TASK 1:
Decide whether each statement agrees with the article on emoticons in the courts. Answer yes or no, and quote the deciding words of the article. (a) The article warns that some Netlingo entries are not safe for work. (b) The article describes The Smiley Dictionary as coming from a global licensing company. (c) The article places Eric Goldman at Rochester Institute of Technology.
TASK 2:
Name every resource that has its own descriptive entry at the end of the article on emoticons in the courts.
TASK 3:
Continue the article on emoticons in the courts after its last sentence.

Although the yellow smiley face ( 😀 ) has had a decades long presence in popular culture, instant communication technologies have precipitated a explosion in the use of multiple pictorial symbols, collectively called emoticons or emojis. Some decry use of emojis as a perceived regression to hieroglyph, signifying burgeoning illiteracy. Others applaud the utility of the often playful symbols as shorthand expressions of feelings as well as words.
All would be well (even if controversial) but for the tendency of the human animal toward misunderstanding in any form of communication. This presents courts with novel opportunities to consider the admissibility and meaning of the discourse of emoticons.
While the utility of a symbol is grounded in its ability to prompt instant recognition, symbols themselves are not entirely uniform and may differ in appearance depending on the platform employing the emoticon’s underlying code. Cosmetic differences are but one facet of the introduction of symbolic speech in the judicial lexicon. Emoticons, like words, have secondary meanings and nuance. Given that multiple meanings may attach to a single, superficially innocuous icon, cavalier use may be incautious.
Law Professor Eric Goldman of Santa Clara Law School, proprietor of the Technology & Marketing Law Blog, has tracked the presence of emoticons in judicial records, observing remarkable growth.
A recent overview of case law from the beginning of 2019 to the present provides some indication that the courts are not shrinking from the task of recognizing and interpreting emoji. While in one case a criminal court obtained the testimony of detectives expert in pandering, pimping, and prostitution to interpret emojis said to represent an invitation to participation in those activities, most of the cases mention emojis as if they were commonplace, or omit them and note that omission as with any other editorial intervention.
While this may be some indication of a willing judicial adoption of this emerging form of communication, in light of ongoing and often charged controversies over the use and meaning of language, it is unlikely that issues attending the emergence and widespread use of emoticons have as yet been explored in full.
What follows gathers from online resources, scholarship, journalism and case law to illustrate the emerging discourse concerning emoticons. A bit of leaven is included at the end.
Emojopedia A dictionary of emoticons with articles about the development, usage and meaning of emoticons, called emojiology (after etymology), and current news.
Netlingo A dictionary of internet terms and symbols, including news and usage data. Some entries merit the acronym NSFW (not safe for work).
The Smiley Company History and development of an array of smileys, from a global licensing company.
The Smiley Dictionary An apparent user created contribution to the resources of Computer Science House, a special interest group of Rochester Institute of Technology.
Wikipedia: List of Emoticons Provides an overview of types of emoticons and the underlying coding languages in use in producing them.

PROVIDED RECORDS:

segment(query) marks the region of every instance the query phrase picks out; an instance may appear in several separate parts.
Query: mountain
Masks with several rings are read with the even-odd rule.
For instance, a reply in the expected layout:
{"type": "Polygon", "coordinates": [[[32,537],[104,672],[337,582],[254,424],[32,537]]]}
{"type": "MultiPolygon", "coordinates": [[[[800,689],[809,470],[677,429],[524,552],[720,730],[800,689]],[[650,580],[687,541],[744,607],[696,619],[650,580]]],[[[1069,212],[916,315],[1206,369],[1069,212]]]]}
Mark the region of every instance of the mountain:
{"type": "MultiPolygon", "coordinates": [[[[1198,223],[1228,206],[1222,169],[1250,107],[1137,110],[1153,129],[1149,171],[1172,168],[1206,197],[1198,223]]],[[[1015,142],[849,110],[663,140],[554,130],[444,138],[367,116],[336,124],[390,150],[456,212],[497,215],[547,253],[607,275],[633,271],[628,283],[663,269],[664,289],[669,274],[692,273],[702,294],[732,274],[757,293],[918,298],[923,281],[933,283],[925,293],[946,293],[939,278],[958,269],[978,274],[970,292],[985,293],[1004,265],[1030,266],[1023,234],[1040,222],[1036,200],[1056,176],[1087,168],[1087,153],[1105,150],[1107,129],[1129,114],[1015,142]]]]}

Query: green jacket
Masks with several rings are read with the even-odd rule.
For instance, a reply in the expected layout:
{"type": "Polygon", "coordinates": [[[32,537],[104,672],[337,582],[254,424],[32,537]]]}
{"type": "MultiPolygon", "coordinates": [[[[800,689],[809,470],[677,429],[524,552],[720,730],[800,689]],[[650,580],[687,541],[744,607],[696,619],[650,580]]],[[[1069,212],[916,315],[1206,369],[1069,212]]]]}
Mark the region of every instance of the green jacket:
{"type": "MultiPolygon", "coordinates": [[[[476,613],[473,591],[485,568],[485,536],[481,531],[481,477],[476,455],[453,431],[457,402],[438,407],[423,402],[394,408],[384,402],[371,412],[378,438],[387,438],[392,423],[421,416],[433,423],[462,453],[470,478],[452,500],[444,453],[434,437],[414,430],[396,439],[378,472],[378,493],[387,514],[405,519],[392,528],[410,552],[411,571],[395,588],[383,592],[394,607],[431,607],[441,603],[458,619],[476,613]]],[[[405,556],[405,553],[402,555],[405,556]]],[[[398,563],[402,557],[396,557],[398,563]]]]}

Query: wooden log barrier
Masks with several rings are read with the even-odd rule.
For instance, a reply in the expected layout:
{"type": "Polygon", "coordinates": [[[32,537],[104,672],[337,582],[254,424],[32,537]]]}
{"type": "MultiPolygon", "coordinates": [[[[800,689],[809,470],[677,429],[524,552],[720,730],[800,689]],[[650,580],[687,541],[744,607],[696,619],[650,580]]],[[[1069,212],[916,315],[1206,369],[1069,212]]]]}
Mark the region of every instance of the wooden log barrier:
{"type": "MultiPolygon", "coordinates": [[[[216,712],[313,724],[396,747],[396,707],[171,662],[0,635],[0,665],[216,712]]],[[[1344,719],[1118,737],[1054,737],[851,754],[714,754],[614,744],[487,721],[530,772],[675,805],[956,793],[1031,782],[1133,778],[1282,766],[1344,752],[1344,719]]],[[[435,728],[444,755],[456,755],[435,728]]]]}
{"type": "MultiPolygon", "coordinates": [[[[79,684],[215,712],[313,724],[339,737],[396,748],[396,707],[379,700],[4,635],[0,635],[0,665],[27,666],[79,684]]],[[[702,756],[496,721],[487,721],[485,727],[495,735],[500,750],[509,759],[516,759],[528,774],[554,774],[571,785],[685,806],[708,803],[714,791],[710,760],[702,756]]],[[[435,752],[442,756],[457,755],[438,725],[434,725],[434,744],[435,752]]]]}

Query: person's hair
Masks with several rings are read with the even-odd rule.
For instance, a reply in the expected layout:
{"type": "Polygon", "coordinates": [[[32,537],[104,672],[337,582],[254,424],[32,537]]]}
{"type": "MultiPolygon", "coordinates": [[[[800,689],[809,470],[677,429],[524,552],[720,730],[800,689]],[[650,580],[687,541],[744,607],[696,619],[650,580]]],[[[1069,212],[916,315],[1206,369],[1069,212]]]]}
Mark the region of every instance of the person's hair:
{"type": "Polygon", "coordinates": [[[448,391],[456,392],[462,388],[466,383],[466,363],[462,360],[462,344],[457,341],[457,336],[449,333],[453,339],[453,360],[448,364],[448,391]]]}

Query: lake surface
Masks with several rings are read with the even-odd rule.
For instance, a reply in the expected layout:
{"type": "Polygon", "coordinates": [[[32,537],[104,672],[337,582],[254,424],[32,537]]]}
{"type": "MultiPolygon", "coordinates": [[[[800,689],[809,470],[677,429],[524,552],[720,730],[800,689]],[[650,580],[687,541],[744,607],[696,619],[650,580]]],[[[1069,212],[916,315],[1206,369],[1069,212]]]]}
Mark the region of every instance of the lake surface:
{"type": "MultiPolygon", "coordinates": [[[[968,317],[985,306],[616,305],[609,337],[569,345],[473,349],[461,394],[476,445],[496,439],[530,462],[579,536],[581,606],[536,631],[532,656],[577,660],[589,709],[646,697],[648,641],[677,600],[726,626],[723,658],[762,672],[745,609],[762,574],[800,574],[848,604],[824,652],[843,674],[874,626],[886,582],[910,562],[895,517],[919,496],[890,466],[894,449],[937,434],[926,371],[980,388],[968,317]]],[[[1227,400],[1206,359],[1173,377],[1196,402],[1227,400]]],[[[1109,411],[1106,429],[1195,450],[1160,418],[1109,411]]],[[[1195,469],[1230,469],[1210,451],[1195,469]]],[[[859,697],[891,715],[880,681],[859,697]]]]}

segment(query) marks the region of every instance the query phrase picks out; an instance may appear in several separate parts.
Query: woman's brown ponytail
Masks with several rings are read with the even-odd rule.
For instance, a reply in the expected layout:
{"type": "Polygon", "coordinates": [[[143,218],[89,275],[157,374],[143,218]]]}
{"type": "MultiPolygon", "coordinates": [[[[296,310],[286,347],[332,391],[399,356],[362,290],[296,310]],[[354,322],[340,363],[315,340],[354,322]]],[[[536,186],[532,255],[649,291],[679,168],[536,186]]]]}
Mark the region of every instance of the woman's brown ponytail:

FINAL RESULT 1:
(a) Yes: "Some entries merit the acronym NSFW (not safe for work)."
(b) No: "An apparent user created contribution to the resources of Computer Science House, a special interest group of Rochester Institute of Technology."
(c) No: "Law Professor Eric Goldman of Santa Clara Law School"

FINAL RESULT 2:
Emojopedia
Netlingo
The Smiley Company
The Smiley Dictionary
Wikipedia: List of Emoticons

FINAL RESULT 3:
Recent Case Law
Blount v. State, NO. 14-17-00988-CR (Tex. App.). April 22, 2019. Text emojis noted in brackets without description, in the same fashion as deleted expletives.
Cannon v. Southern University Board of Supervisors, No. 17-527 – SDD – RLB (M.D. La. April 12, 2019) Use of emoji in response to request for admissions as well as threatening language part of evidence indicating sanctions appropriate.
DeLucia v. Castillo, CASE NO. 3:19-CV-7 (CDL) (D. Ga.) April 23, 2019. Emojis included in evidence of communications with child in abduction case.
Commonwealth of Pennsylvania v. Hackenberger, J-S72014-18 No. 120 MDA 2018 (Superior Court) April 16, 2019. Unpublished opinion. Text messages using emoticons relevant in child sexual exploitation case.
Commonwealth v. Hunt, 18-P-106 (Mass. App.) February 22, 2019. (Unprecedential.) Discussion of evidence suggesting witness bias in domestic assault case includes texts, including emojis.
Doe v. University of Kentucky, 5:17-cv-00345-JMH (E.D. Ky.) January 18, 2019. Post-encounter text, including emoji, part of evidence in case alleging university negligence in investigation and presentation of Title IX complaint.
Gonzalez v. State, 3-CRNo. 08-14-0029 (Tex. App. 2019). April 9, 2019. Court omits emojis and editorial remarks concerning language where the parties have placed no emphasis on the emojis.
People v. Jamerson A153218 (Cal. App. 2019). February 6, 2019. (Unpublished.) Detectives offer expert testimony concerning the meaning of crown and other emojis in pimping and pandering case.
State v. Bey, 2019 Ohio 423 (2019) Gun emojis posted on Facebook page part of evidence in criminal trial.
State v. Polchert, Appeal No. 2018AP849-CR (Wis. App., 2019) March 26, 2019. Emoji showing ‘broken heart’ included in evidence of online exchanges in case charging use of computer to commit sex crime.
State v. Berrios, AC 40043 (Conn. App. 2019). February 5, 2019. Emojis noted as redacted in transcript of text exchange in witness intimidation case.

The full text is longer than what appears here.